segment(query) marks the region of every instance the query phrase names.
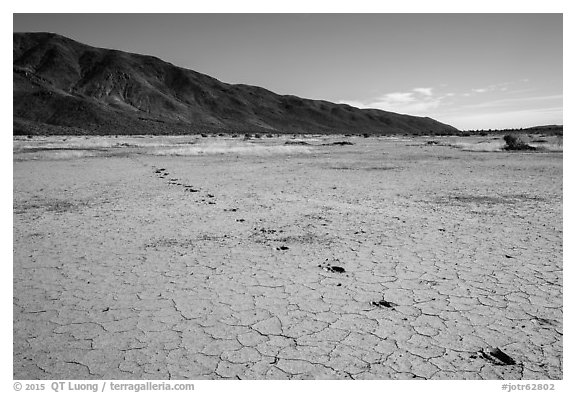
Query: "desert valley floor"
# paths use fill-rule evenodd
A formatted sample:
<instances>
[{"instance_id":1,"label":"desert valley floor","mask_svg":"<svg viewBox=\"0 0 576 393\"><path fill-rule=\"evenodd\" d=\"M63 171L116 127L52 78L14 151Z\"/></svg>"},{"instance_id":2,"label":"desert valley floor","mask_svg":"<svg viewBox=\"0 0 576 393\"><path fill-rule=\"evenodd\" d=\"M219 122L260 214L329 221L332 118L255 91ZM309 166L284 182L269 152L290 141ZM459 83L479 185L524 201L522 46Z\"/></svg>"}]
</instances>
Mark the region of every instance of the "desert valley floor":
<instances>
[{"instance_id":1,"label":"desert valley floor","mask_svg":"<svg viewBox=\"0 0 576 393\"><path fill-rule=\"evenodd\" d=\"M561 149L13 143L15 379L562 378Z\"/></svg>"}]
</instances>

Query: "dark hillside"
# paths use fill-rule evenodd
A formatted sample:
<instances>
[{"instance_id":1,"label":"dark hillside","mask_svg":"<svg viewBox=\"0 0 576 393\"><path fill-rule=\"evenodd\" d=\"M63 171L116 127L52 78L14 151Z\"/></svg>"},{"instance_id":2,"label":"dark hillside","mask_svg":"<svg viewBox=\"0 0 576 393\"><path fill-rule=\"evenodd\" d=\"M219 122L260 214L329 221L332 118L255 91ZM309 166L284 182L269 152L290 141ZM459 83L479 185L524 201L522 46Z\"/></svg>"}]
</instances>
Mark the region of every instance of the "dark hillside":
<instances>
[{"instance_id":1,"label":"dark hillside","mask_svg":"<svg viewBox=\"0 0 576 393\"><path fill-rule=\"evenodd\" d=\"M454 133L430 118L231 85L152 56L14 33L15 133Z\"/></svg>"}]
</instances>

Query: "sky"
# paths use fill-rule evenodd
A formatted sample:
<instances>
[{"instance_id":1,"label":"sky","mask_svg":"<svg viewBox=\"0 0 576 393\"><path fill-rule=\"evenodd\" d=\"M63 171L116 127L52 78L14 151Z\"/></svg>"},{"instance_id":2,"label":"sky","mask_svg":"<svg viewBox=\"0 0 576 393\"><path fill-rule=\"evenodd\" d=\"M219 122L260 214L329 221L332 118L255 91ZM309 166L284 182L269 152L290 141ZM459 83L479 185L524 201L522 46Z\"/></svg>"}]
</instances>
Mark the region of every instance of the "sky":
<instances>
[{"instance_id":1,"label":"sky","mask_svg":"<svg viewBox=\"0 0 576 393\"><path fill-rule=\"evenodd\" d=\"M461 130L563 124L559 13L14 14L13 31Z\"/></svg>"}]
</instances>

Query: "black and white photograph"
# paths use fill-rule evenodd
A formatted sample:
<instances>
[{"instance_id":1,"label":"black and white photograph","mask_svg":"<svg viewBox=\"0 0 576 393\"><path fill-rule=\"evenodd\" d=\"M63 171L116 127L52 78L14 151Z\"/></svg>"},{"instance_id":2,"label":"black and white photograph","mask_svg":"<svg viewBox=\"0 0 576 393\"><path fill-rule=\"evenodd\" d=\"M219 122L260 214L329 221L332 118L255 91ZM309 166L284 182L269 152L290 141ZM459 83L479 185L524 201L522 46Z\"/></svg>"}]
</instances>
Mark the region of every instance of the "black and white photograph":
------------------------------
Give the entries above again word for word, without any pictures.

SOLUTION TO THE EXERCISE >>
segment(query) marks the region of every instance the query phrase names.
Query: "desert valley floor"
# paths use fill-rule evenodd
A formatted sample:
<instances>
[{"instance_id":1,"label":"desert valley floor","mask_svg":"<svg viewBox=\"0 0 576 393\"><path fill-rule=\"evenodd\" d=\"M63 171L116 127L52 78L14 151Z\"/></svg>"},{"instance_id":2,"label":"desert valley floor","mask_svg":"<svg viewBox=\"0 0 576 393\"><path fill-rule=\"evenodd\" d=\"M219 122L260 214L329 221L332 118L255 91ZM309 166L284 182L269 152L290 141ZM459 83L479 185L524 201L522 46Z\"/></svg>"}]
</instances>
Mark the region of every instance of the "desert valley floor":
<instances>
[{"instance_id":1,"label":"desert valley floor","mask_svg":"<svg viewBox=\"0 0 576 393\"><path fill-rule=\"evenodd\" d=\"M561 149L13 143L15 379L562 378Z\"/></svg>"}]
</instances>

Query: "dark hillside"
# paths use fill-rule evenodd
A formatted sample:
<instances>
[{"instance_id":1,"label":"dark hillside","mask_svg":"<svg viewBox=\"0 0 576 393\"><path fill-rule=\"evenodd\" d=\"M63 171L116 127L52 78L14 151Z\"/></svg>"},{"instance_id":2,"label":"dark hillside","mask_svg":"<svg viewBox=\"0 0 576 393\"><path fill-rule=\"evenodd\" d=\"M219 122L260 214L329 221L332 118L255 91ZM309 166L284 182L269 152L290 141ZM459 83L479 185L524 201L522 46Z\"/></svg>"}]
</instances>
Mark the region of every instance of the "dark hillside":
<instances>
[{"instance_id":1,"label":"dark hillside","mask_svg":"<svg viewBox=\"0 0 576 393\"><path fill-rule=\"evenodd\" d=\"M454 133L430 118L231 85L152 56L14 33L15 133Z\"/></svg>"}]
</instances>

Query: "sky"
# paths use fill-rule evenodd
A formatted sample:
<instances>
[{"instance_id":1,"label":"sky","mask_svg":"<svg viewBox=\"0 0 576 393\"><path fill-rule=\"evenodd\" d=\"M63 171L116 127L52 78L14 151Z\"/></svg>"},{"instance_id":2,"label":"sky","mask_svg":"<svg viewBox=\"0 0 576 393\"><path fill-rule=\"evenodd\" d=\"M219 122L260 214L329 221L332 118L255 91ZM309 166L284 182L269 152L290 141ZM459 83L479 185L524 201L522 46Z\"/></svg>"}]
</instances>
Mark the region of every instance of the "sky":
<instances>
[{"instance_id":1,"label":"sky","mask_svg":"<svg viewBox=\"0 0 576 393\"><path fill-rule=\"evenodd\" d=\"M461 130L563 124L559 13L14 14L13 31Z\"/></svg>"}]
</instances>

Query: "black and white photograph"
# paths use fill-rule evenodd
A formatted sample:
<instances>
[{"instance_id":1,"label":"black and white photograph","mask_svg":"<svg viewBox=\"0 0 576 393\"><path fill-rule=\"evenodd\" d=\"M63 171L116 127L52 78L14 151Z\"/></svg>"},{"instance_id":2,"label":"black and white photograph","mask_svg":"<svg viewBox=\"0 0 576 393\"><path fill-rule=\"evenodd\" d=\"M219 122L260 214L329 221L332 118L255 91ZM309 166L284 182L269 152L290 141ZM459 83L479 185L524 201L522 46Z\"/></svg>"}]
</instances>
Mark the region of every instance of the "black and white photograph":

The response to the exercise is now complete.